OBJECTIF 1:
Reproduisez à l'identique le passage de l'appel pour l'école, depuis « Halte à la casse » jusqu'à « lancer ce chantier. ».
OBJECTIF 2:
D'après l'appel pour l'école reproduit ci-dessous, à quelle date Gabriel Attal a-t-il annoncé ses mesures ?

TEXTE DE LA PAGE:
•••

Halte à la casse de l’école : une riposte collective s’impose
Ce texte d’appel pour reconstruire l’école républicaine fait suite à une rencontre en ligne, proposée par l’AFEF le 13 décembre 2023, annoncée dans le Café pédagogique du 22 novembre 2023. Les associations, syndicats, chercheurs présents ont approuvé le projet d’une riposte collective aux annonces ministérielles et présidentielle pour l’école, particulièrement inadaptées aux défis éducatifs actuels, et dangereuses. Ils ont décidé d’une action à long terme pour analyser la situation de l’école et de son environnement, pour chercher des propositions communes, notamment lors d’un Grenelle alternatif de l’école, et pour les diffuser largement. Ce texte constitue une première base, un premier état des lieux des problèmes pour lancer ce chantier.
L’école française, dans son ensemble, va mal. Les signaux sont au rouge, le président en fait son affaire personnelle et réagit par la voix de ses ministres, dans une direction amplifiant la fracture sociale qui ronge déjà notre école déstabilisée et fragilisée par des années de réformes imposées et pour la plupart contestées. Rejoignant d’autres études, les dernières évaluations PISA soulignent et confirment des indicateurs inquiétants : poursuite de la baisse des résultats des élèves de 15-16 ans en mathématiques et lecture, confirmation des écarts de réussite selon les milieux sociaux, mal-être scolaire sensible des élèves. Sans tenir compte de la consultation toute récente des associations et syndicats, ni des résultats des recherches, pas même celles exposées lors du colloque Agir sur les inégalités sociales de l’école à l’enseignement supérieur du CSEN, les mesures annoncées le 5 décembre 2023 par Gabriel Attal ouvrent la voie à un système éducatif encore plus sélectif et ségrégatif. Groupes de niveau durables en français et en mathématiques au collège, brevet (DNB) comme examen de passage au lycée, redoublement facilité, cycles passés sous silence, pédagogie oubliée au profit de l’I.A. ces mesures largement médiatisées à destination des classes moyennes et favorisées ouvrent aussi la porte à des organismes privés sous couvert de technologies éducatives, à une marchandisation de l’école, tout en donnant l’illusion d’apporter une aide à l’autonomie des enseignants et des établissements scolaires.

•••

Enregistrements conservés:
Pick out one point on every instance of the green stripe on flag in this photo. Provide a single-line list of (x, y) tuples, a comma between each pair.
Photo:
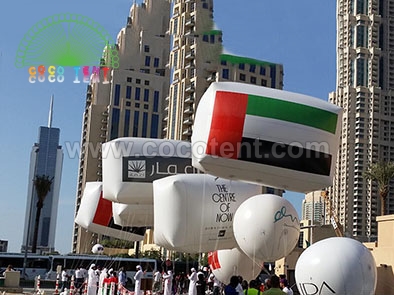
[(291, 112)]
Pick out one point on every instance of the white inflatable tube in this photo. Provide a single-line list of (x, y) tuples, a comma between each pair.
[(95, 215), (130, 165), (194, 213)]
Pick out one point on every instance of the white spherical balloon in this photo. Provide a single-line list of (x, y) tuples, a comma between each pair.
[(336, 266), (98, 249), (232, 262), (266, 227)]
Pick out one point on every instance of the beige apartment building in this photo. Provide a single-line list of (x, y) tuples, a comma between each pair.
[(132, 103), (157, 87), (365, 79)]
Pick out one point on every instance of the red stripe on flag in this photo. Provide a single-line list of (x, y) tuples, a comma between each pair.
[(103, 213), (213, 260), (227, 124)]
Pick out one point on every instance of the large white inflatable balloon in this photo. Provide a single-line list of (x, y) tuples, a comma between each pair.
[(232, 262), (266, 227), (95, 215), (131, 164), (132, 215), (98, 249), (194, 213), (336, 266), (267, 136)]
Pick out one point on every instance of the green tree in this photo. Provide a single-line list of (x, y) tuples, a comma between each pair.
[(43, 184), (381, 173)]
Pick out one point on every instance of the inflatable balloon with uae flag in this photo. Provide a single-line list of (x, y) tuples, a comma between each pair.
[(267, 136)]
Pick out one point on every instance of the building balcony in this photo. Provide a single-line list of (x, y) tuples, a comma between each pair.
[(188, 121), (189, 88), (189, 55), (187, 131), (189, 99), (189, 65), (189, 22), (188, 110)]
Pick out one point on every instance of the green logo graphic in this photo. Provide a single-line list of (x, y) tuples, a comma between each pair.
[(67, 40)]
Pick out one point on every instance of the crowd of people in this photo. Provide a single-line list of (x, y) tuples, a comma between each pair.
[(204, 282), (101, 281)]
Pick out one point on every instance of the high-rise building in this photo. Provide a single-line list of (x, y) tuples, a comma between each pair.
[(313, 207), (46, 159), (156, 90), (365, 79), (197, 60), (132, 102)]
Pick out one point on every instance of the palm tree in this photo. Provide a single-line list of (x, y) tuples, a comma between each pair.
[(382, 173), (43, 187)]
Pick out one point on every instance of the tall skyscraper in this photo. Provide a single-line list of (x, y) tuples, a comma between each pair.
[(365, 79), (197, 60), (46, 158), (132, 103), (155, 91)]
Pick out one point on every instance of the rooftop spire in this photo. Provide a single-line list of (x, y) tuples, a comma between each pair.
[(50, 113)]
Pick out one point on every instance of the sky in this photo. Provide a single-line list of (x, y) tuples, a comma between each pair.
[(298, 34)]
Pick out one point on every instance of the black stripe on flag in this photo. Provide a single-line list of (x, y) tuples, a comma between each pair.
[(284, 156)]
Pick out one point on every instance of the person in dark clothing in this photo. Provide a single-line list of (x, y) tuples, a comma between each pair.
[(231, 288), (201, 284)]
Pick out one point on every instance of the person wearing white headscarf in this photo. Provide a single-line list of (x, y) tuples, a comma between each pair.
[(167, 282), (193, 281), (102, 276), (137, 278), (92, 280)]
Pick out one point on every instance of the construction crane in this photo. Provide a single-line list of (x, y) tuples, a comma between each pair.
[(333, 217)]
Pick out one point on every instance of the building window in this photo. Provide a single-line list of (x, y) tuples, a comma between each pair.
[(144, 124), (128, 92), (117, 95), (156, 61), (137, 93), (135, 125), (126, 123), (146, 94), (115, 123), (147, 61), (154, 127), (156, 101), (225, 74)]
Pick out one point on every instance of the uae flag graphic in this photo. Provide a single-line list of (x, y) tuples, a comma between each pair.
[(233, 111)]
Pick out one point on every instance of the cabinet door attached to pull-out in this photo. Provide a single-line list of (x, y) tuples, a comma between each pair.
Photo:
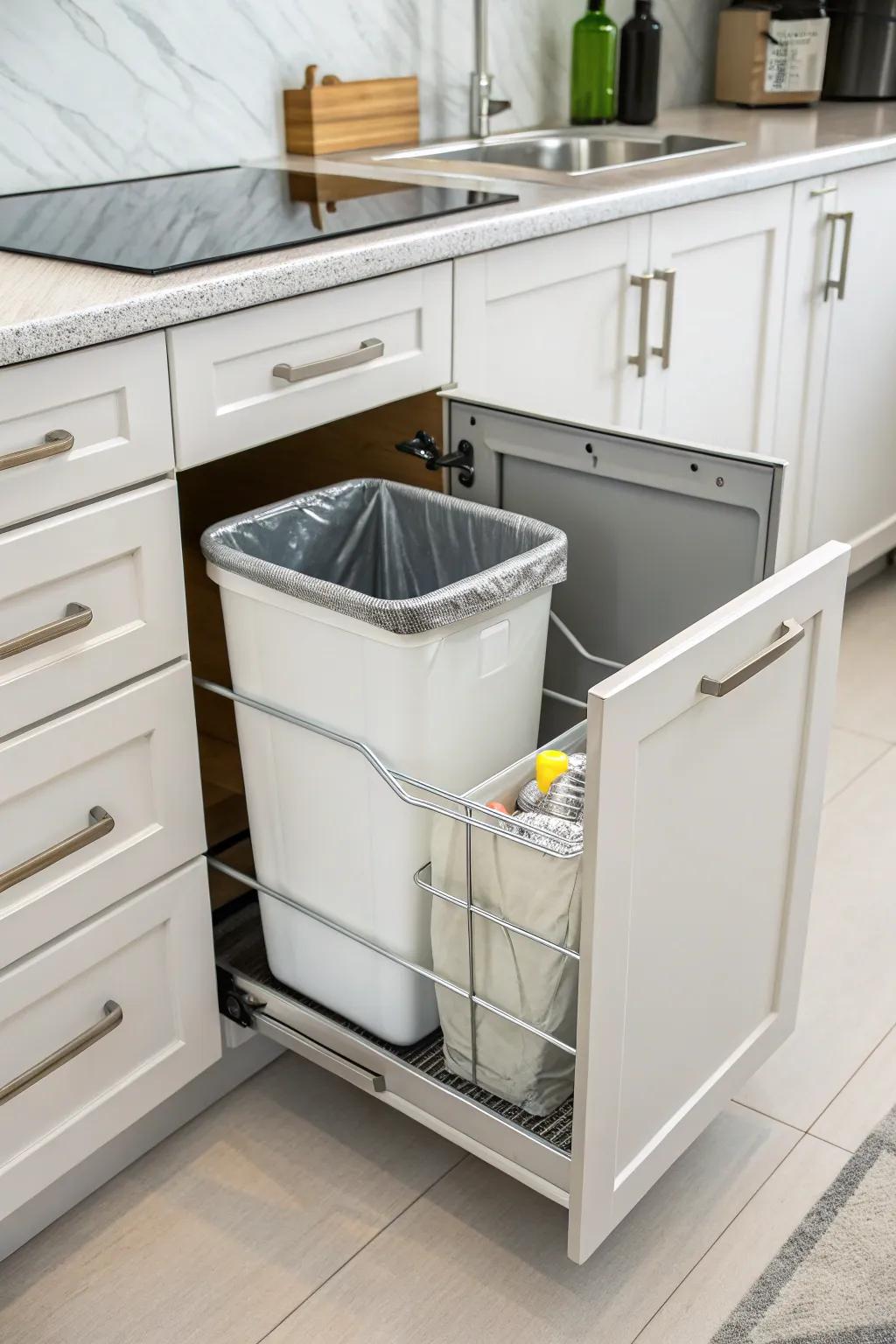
[(705, 776), (659, 534)]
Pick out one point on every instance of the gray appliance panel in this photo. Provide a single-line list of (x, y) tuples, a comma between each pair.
[(660, 534)]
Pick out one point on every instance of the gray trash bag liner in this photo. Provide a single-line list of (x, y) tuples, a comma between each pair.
[(536, 892), (393, 556)]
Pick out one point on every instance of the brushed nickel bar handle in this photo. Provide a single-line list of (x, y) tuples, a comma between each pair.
[(664, 351), (367, 351), (55, 443), (840, 284), (644, 341), (112, 1016), (792, 634), (77, 616), (100, 825)]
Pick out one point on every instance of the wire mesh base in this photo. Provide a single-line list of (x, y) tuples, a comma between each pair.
[(240, 944)]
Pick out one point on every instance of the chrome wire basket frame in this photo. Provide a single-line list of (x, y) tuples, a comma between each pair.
[(472, 816)]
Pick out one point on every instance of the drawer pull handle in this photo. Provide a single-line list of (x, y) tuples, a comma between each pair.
[(77, 616), (55, 443), (838, 285), (100, 825), (665, 350), (640, 360), (792, 634), (112, 1016), (367, 351)]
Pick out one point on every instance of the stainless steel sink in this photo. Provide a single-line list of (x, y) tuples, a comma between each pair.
[(571, 153)]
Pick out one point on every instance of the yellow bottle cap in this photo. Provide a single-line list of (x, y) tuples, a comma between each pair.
[(549, 765)]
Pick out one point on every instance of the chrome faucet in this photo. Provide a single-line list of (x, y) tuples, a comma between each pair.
[(482, 105)]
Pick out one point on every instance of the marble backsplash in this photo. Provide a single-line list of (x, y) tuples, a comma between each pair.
[(93, 90)]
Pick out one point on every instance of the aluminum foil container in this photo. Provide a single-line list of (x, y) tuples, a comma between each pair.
[(529, 797), (566, 797), (554, 834), (391, 556)]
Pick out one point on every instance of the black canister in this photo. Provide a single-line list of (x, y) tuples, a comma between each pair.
[(640, 66), (861, 50)]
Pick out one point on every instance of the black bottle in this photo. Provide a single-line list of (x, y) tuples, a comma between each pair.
[(640, 66)]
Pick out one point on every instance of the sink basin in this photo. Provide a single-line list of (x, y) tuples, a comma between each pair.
[(571, 152)]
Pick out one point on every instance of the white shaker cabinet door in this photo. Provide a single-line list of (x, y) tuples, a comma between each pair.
[(715, 320), (549, 326), (855, 495), (707, 765)]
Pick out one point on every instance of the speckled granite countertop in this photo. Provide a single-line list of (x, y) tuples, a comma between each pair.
[(47, 306)]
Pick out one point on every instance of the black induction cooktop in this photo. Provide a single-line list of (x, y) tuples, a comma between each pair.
[(153, 225)]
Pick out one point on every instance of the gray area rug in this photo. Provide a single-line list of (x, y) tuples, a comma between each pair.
[(835, 1280)]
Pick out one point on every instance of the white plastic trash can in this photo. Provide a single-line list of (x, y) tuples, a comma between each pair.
[(416, 624)]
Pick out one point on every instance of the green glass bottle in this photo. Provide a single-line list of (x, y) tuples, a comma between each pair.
[(592, 98)]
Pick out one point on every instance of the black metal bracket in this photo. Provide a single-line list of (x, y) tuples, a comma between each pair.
[(235, 1003), (424, 446)]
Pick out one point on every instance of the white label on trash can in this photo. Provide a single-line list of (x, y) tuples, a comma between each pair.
[(494, 648), (795, 55)]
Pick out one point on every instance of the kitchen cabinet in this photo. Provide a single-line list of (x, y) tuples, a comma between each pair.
[(101, 1026), (707, 732), (668, 323), (705, 676), (719, 283), (844, 281), (549, 326)]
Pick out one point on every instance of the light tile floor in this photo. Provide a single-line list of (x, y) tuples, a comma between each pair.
[(300, 1211)]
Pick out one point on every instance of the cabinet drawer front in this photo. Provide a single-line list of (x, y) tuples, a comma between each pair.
[(150, 957), (89, 599), (225, 393), (112, 399), (702, 822), (133, 756)]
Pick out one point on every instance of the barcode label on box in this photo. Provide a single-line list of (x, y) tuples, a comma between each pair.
[(795, 55)]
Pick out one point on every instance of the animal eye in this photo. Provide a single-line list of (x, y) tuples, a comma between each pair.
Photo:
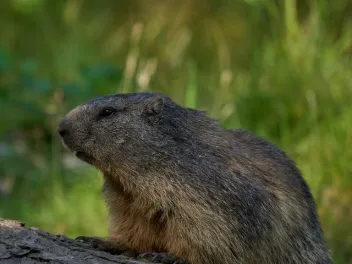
[(106, 112)]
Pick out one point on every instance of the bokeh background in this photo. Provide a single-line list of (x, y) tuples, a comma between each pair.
[(280, 68)]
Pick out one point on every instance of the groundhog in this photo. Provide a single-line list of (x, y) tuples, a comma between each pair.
[(178, 183)]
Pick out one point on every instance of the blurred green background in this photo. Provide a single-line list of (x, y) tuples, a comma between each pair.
[(281, 69)]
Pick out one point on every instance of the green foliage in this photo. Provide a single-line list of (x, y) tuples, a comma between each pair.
[(281, 69)]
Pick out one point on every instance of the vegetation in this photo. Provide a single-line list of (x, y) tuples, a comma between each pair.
[(281, 69)]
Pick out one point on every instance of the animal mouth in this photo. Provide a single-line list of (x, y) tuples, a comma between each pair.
[(84, 156)]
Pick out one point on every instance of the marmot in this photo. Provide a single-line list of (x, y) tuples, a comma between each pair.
[(177, 182)]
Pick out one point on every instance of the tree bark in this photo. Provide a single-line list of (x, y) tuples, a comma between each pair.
[(19, 244)]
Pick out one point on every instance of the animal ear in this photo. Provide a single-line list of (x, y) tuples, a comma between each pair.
[(154, 106)]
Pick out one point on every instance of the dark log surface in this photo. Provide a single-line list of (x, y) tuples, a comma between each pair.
[(19, 244)]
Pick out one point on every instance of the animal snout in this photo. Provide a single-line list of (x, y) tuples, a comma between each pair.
[(63, 128)]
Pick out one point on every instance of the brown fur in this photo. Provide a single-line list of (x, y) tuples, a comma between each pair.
[(176, 182)]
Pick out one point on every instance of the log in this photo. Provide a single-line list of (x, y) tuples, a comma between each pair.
[(19, 244)]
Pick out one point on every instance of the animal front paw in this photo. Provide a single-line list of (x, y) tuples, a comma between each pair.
[(164, 258), (106, 245)]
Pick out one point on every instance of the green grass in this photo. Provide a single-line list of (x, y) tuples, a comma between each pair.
[(281, 71)]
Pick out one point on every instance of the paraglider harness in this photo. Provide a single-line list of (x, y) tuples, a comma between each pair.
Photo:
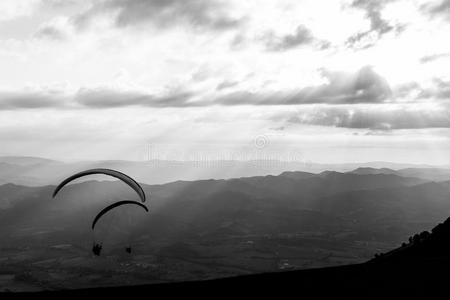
[(96, 249)]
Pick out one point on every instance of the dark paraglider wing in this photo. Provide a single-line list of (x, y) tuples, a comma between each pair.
[(114, 205), (119, 175)]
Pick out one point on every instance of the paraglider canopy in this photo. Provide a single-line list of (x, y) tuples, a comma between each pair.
[(114, 205), (119, 175)]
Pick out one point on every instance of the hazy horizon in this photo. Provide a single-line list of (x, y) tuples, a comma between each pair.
[(322, 81)]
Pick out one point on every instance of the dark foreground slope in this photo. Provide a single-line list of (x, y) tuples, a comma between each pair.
[(419, 268), (416, 277)]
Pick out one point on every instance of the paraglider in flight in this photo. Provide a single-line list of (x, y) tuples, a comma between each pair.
[(114, 205), (119, 175), (97, 247)]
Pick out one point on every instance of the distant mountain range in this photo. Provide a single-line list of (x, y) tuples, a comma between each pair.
[(215, 228), (34, 171)]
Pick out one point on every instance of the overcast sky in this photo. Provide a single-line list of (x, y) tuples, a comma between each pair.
[(331, 81)]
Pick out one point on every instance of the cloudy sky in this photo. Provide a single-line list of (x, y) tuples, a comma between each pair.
[(331, 81)]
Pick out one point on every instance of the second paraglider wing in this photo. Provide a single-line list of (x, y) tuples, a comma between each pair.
[(119, 175), (114, 205)]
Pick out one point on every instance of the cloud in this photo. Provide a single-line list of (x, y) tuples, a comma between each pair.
[(378, 25), (205, 14), (30, 100), (226, 85), (301, 36), (438, 89), (373, 119), (364, 86), (433, 57), (108, 98), (50, 32), (442, 9)]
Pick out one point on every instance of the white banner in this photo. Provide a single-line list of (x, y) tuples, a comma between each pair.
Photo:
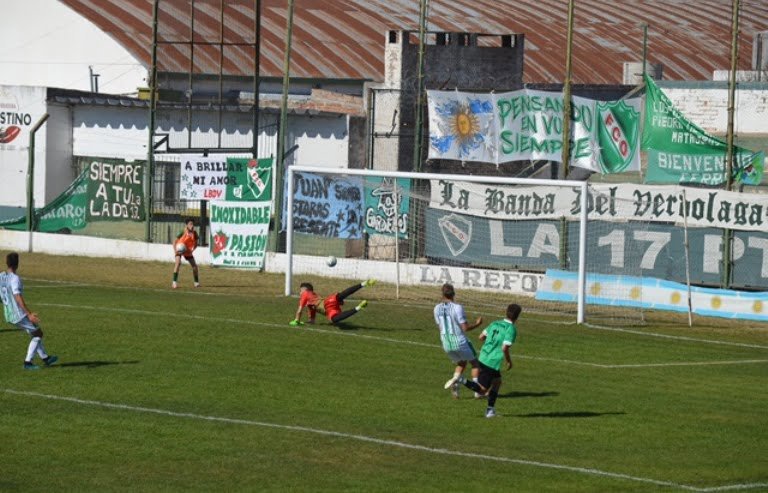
[(704, 207), (239, 232), (203, 178), (528, 125)]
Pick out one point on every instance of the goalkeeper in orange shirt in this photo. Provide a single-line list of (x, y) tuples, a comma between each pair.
[(332, 304), (184, 246)]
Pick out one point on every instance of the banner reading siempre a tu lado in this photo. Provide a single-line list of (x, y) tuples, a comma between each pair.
[(239, 232), (528, 125), (222, 178), (680, 152)]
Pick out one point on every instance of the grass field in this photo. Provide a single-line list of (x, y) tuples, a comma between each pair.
[(211, 390)]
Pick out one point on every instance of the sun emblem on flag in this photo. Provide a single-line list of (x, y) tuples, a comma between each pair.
[(464, 125)]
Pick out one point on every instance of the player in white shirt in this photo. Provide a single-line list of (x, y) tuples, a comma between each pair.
[(452, 322), (17, 313)]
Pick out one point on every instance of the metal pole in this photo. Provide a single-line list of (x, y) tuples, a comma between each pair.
[(190, 82), (687, 258), (256, 77), (420, 85), (727, 236), (31, 176), (567, 95), (149, 172), (280, 165), (221, 69), (732, 94), (645, 48)]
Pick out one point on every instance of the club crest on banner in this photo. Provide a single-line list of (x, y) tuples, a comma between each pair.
[(618, 136), (457, 233)]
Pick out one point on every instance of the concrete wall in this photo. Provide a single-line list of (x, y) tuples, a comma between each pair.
[(21, 107), (706, 104)]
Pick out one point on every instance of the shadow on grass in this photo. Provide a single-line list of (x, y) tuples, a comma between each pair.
[(93, 364), (514, 395), (568, 414)]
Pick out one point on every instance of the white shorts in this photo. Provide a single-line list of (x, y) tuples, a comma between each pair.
[(465, 353), (26, 325)]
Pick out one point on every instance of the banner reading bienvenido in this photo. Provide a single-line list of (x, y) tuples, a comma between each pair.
[(220, 178), (681, 152), (528, 125), (239, 232), (382, 215)]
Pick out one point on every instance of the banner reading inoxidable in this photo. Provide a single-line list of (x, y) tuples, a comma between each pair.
[(662, 203), (528, 125), (239, 233), (681, 152)]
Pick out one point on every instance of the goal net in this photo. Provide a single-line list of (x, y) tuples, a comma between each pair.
[(497, 240)]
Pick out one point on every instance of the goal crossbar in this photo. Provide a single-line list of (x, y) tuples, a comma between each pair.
[(582, 185)]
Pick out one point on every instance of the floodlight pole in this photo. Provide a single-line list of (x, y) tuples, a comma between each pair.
[(567, 95), (279, 164), (727, 233), (150, 168)]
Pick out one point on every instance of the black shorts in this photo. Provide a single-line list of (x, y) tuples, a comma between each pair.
[(487, 375), (190, 259)]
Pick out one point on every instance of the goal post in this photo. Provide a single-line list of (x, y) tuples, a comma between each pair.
[(403, 240)]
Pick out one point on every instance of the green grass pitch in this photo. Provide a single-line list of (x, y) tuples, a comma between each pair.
[(211, 390)]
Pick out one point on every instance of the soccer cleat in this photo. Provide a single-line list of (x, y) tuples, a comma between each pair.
[(455, 379), (455, 390)]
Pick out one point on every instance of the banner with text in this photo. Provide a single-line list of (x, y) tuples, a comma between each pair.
[(330, 206), (386, 206), (239, 233), (681, 152), (106, 190), (661, 203), (115, 190), (636, 248), (222, 178), (528, 125)]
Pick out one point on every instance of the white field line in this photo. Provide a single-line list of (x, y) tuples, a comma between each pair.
[(609, 329), (308, 328), (378, 441)]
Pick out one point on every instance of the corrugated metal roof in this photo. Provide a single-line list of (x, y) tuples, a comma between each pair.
[(344, 39)]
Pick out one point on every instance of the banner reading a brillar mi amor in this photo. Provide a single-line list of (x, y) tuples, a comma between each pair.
[(528, 125), (239, 232)]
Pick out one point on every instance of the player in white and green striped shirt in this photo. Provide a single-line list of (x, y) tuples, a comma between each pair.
[(17, 313), (452, 322)]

•••

SOLUTION DU PROBLÈME 1:
Halte à la casse de l’école : une riposte collective s’impose
Ce texte d’appel pour reconstruire l’école républicaine fait suite à une rencontre en ligne, proposée par l’AFEF le 13 décembre 2023, annoncée dans le Café pédagogique du 22 novembre 2023. Les associations, syndicats, chercheurs présents ont approuvé le projet d’une riposte collective aux annonces ministérielles et présidentielle pour l’école, particulièrement inadaptées aux défis éducatifs actuels, et dangereuses. Ils ont décidé d’une action à long terme pour analyser la situation de l’école et de son environnement, pour chercher des propositions communes, notamment lors d’un Grenelle alternatif de l’école, et pour les diffuser largement. Ce texte constitue une première base, un premier état des lieux des problèmes pour lancer ce chantier.

SOLUTION DU PROBLÈME 2:
Le 5 décembre 2023.